How many lines of the records below contain the word "this", with case taken into account? Reply with the number alone.
─── MATERIAL ───
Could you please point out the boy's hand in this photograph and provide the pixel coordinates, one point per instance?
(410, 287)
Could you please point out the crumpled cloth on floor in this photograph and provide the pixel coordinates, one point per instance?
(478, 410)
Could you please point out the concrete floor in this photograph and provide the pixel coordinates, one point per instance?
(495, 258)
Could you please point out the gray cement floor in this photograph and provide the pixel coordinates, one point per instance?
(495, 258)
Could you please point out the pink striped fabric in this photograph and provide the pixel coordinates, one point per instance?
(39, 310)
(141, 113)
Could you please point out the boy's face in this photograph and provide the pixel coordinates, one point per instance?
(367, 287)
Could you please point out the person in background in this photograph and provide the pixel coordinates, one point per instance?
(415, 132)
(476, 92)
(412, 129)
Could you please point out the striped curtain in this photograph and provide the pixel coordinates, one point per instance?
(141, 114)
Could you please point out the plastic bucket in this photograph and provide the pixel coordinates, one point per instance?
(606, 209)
───
─── MATERIAL ───
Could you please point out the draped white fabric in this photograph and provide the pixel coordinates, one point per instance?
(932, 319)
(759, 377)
───
**COMPLETED EXERCISE**.
10